▶ _Given request 1_
According to the film review, who directed AFTERSHOCKS?

---------- Document extract ----------

AFTERSHOCKS a.k.a. AFTERSHOCK [TANGSHAN DADIZHEN | 唐山大地震]

http://www.mediaasia.com/aftershock

CHINA 2010  Directed by: Xiaogang Feng Book: Zhang Ling Written by: Su Xiaowei Production: Hua Yi Bros.  Cinematography by: Yue Lu  Editing by: Xiao Yang  Music: Li-Guang Wang  Cast: Zhang Jingchu, Daoming Chen, Yi Lu, Jin Chen, Fan Xu, Chen Li, Zi-Feng Zhang, Ziwen Wang, Lixin Yang, Li-Li Liu, Mei Yong, Tie-Dan, Guoqiang Zhang, Zhong Lu

How do you dramatize a disaster that has actually happened? It probably depends on how interested you actually are. How much you care.

AFTERSHOCKS is honest cinema that has little to do with special effects orgies. The film instead chooses to deal with the decisions a catastrophe like the earthquake of Tangshan forces upon people, and how this incident affects everyone’s life in the long run. AFTERSHOCKS spends very little time on the earthquake itself, and why would it: it happened, and it is non-negotiable. There’s little that needs to be dramatized, or stylized for that matter (although the moment of the quake certainly leaves an impression). A dialogue later on reveals a crucial point: you don’t need to run from a small earthquake as no damage will be done, and you also don’t need to run from a very serious quake as you can’t escape anyway.

AFTERSHOCKS has understood that very well and consequently avoids any of the familiar disaster film clichés. What’s more important for the movie are the scars the quake leaves on people, the impact it has on their lives. The English title AFTERSHOCKS is very befitting, because life after the earthquake is no longer like life before. The disaster is hour zero, and everything after that is a very long aftershock that rocks the foundation of people’s very existence. For decades, smaller and larger shock waves will bring back not-so-fond memories and raise uncomfortable questions. Tangshan knows.

AFTERSHOCKS tries to fathom how the earthquake distorts reality, how it makes a family drift as the father dies, the mother is made to choose which of their two kids to save and the daughter who is believed to be dead is separated from the family for decades and grows up with step parents. It may only be one story of many, but like so often, if told well it can represent the story of them all.

----------

▶ _Given request 2_
Substitute "mark" for "indicate" in the stretch of rows from the line containing "indicate the red beak, one dot per instance" through the end of the rows, and leave everything else unchanged. Return only that stretch.

---------- Exercise input ----------

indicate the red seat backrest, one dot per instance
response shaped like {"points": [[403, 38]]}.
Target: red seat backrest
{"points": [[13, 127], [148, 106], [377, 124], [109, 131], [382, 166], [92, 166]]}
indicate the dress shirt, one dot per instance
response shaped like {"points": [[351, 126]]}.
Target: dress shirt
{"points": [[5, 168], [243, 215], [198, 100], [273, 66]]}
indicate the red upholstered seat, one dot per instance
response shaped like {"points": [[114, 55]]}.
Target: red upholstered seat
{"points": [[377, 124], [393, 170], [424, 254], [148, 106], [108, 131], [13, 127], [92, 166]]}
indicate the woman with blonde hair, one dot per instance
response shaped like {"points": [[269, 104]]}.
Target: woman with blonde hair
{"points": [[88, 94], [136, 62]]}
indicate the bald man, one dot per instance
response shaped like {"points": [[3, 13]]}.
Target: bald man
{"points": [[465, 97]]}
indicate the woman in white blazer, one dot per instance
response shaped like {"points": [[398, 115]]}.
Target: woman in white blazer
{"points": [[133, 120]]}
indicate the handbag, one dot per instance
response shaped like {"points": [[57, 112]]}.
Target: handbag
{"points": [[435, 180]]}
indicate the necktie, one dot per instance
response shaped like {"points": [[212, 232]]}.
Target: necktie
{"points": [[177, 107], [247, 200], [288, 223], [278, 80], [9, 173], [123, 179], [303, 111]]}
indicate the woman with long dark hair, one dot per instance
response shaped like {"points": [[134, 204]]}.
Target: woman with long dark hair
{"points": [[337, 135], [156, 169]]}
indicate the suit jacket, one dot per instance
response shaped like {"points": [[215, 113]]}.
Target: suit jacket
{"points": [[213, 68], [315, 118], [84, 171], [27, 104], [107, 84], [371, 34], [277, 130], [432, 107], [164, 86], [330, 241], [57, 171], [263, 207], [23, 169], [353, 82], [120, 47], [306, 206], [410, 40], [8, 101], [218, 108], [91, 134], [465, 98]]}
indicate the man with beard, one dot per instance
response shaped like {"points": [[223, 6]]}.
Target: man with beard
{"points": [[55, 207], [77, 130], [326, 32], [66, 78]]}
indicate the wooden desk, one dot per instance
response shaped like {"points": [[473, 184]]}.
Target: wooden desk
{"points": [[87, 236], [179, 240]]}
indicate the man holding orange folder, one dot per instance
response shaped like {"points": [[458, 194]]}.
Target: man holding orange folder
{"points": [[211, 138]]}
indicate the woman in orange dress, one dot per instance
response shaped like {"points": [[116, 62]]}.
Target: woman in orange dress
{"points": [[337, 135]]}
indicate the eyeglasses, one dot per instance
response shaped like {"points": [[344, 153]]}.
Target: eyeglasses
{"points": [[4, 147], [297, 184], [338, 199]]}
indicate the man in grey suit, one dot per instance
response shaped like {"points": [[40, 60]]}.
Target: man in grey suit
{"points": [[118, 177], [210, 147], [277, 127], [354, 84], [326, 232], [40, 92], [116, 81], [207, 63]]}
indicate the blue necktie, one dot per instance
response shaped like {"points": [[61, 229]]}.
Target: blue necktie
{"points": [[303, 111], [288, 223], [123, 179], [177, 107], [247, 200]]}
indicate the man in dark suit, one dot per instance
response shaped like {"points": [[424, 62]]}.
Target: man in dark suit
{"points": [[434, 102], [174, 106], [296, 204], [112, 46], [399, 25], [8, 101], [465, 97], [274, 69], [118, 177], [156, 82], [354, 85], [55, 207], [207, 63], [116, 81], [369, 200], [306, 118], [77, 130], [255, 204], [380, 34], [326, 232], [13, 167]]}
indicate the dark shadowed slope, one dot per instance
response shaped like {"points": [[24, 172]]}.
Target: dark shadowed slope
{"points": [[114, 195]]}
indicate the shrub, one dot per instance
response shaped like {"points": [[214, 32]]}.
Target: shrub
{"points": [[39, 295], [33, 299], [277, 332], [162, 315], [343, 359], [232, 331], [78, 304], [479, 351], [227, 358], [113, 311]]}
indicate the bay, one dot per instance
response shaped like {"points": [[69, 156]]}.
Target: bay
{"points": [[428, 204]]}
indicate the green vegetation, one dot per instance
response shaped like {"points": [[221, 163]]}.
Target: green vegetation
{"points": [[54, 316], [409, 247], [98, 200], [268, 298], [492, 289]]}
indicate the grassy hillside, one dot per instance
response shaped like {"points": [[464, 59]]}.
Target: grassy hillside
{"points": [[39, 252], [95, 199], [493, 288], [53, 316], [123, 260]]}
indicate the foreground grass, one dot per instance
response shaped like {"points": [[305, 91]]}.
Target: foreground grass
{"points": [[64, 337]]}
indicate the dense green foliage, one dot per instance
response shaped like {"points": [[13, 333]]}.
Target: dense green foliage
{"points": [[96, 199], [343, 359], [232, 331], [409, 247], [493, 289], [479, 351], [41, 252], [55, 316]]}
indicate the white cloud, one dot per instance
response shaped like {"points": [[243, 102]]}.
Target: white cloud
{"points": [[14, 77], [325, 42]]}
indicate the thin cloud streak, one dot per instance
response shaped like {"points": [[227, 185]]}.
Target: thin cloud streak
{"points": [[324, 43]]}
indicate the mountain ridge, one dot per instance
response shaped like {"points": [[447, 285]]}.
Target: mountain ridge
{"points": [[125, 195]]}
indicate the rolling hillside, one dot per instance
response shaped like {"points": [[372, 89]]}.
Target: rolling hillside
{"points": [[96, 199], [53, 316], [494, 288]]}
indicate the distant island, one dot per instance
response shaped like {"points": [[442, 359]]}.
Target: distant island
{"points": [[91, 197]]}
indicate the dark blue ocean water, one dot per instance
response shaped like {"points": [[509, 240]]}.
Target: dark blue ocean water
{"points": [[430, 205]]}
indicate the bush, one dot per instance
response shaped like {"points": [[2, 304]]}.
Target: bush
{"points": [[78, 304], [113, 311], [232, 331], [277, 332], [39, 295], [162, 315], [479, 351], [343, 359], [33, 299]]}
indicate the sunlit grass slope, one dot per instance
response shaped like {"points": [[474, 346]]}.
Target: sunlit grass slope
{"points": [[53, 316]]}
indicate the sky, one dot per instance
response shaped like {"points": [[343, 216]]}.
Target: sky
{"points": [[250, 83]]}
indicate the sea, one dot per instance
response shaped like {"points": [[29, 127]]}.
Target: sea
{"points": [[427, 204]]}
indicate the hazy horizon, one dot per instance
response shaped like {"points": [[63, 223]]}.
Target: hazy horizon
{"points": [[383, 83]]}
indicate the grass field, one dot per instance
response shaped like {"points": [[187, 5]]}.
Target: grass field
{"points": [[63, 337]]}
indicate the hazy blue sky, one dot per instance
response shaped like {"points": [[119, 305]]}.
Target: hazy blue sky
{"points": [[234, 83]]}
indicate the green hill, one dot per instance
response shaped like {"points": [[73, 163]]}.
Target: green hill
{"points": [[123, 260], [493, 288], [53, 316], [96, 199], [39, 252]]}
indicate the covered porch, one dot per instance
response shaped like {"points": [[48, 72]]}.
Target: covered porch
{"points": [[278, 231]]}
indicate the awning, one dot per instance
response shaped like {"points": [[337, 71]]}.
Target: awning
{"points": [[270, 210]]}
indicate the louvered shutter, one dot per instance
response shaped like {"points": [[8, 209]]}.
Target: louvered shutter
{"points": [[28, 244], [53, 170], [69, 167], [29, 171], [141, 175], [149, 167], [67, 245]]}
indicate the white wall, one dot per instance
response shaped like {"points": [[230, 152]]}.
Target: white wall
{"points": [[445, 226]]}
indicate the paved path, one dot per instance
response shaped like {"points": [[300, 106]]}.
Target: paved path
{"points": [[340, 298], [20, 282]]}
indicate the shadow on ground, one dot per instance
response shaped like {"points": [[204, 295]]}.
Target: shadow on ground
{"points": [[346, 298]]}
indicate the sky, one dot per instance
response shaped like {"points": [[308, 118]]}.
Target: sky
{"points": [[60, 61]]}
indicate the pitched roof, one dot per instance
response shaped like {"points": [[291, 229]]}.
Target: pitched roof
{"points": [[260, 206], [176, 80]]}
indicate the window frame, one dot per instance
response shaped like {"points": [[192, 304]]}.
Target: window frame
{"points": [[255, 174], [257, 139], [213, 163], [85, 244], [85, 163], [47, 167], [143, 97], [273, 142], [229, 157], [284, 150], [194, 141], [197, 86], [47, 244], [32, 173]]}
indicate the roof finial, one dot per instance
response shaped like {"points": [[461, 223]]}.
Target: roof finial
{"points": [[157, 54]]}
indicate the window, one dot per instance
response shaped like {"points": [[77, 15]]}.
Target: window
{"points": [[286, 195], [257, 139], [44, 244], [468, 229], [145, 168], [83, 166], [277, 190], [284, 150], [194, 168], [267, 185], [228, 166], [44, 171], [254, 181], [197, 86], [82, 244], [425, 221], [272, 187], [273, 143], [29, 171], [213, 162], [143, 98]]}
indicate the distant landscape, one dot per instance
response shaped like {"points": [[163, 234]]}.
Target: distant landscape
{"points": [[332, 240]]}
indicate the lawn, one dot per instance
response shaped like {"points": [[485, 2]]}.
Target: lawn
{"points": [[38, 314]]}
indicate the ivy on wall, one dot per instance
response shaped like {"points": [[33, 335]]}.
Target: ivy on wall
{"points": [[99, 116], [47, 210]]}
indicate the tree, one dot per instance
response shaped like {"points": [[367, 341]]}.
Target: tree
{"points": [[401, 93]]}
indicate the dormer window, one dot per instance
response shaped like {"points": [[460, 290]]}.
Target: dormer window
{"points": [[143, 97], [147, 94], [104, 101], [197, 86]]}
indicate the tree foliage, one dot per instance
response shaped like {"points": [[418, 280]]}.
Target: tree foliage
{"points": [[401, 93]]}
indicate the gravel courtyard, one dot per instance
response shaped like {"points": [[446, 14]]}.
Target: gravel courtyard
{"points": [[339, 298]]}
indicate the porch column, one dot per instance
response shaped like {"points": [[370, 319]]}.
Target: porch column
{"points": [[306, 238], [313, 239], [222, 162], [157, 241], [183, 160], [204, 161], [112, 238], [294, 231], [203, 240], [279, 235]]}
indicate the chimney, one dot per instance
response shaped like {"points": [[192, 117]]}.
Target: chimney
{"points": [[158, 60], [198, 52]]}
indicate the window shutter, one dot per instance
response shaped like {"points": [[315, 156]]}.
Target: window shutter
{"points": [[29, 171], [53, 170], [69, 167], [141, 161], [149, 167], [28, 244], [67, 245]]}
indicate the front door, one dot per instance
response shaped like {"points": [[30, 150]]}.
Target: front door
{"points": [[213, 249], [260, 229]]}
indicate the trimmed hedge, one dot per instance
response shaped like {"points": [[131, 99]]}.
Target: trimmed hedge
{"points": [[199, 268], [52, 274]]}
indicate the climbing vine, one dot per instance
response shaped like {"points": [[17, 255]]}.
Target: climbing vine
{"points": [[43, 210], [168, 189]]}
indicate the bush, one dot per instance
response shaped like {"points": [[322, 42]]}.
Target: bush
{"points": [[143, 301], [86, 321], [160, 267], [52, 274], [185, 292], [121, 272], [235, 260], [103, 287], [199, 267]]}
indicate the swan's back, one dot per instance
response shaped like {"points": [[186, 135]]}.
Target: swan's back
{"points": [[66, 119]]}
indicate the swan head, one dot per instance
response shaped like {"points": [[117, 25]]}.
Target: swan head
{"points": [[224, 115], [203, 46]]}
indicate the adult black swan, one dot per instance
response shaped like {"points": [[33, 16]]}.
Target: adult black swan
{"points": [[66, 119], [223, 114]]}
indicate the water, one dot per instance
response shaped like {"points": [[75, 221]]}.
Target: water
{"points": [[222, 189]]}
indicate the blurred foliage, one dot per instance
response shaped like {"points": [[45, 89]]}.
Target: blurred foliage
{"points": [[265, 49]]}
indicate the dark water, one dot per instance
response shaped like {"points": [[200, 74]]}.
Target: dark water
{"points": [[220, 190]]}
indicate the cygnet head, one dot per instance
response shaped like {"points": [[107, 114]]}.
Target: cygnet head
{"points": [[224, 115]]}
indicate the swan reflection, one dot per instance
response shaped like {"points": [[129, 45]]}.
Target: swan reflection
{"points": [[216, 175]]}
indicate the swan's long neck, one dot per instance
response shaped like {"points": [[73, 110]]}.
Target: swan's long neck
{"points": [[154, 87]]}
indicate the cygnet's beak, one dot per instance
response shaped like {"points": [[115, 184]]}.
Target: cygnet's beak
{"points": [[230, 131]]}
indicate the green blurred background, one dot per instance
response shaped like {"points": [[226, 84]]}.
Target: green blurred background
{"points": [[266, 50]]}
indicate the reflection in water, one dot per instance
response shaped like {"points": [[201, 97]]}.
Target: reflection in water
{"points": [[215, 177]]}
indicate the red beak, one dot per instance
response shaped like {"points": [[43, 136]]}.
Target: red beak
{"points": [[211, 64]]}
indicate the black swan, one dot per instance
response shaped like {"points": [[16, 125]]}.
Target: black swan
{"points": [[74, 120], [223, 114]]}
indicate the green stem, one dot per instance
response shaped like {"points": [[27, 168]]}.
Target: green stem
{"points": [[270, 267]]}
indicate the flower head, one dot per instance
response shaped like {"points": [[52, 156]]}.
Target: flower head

----------

▶ _Correct answer 1_
Xiaogang Feng

▶ _Correct answer 2_
mark the red beak, one dot per instance
response shaped like {"points": [[43, 136]]}.
Target: red beak
{"points": [[211, 64]]}
mark the black swan, one dot per instance
response shaped like {"points": [[16, 125]]}.
Target: black swan
{"points": [[74, 120], [223, 114]]}
mark the green stem, one dot per instance
response shaped like {"points": [[27, 168]]}.
Target: green stem
{"points": [[270, 267]]}
mark the flower head, one dot per instance
response shaped like {"points": [[52, 156]]}.
Target: flower head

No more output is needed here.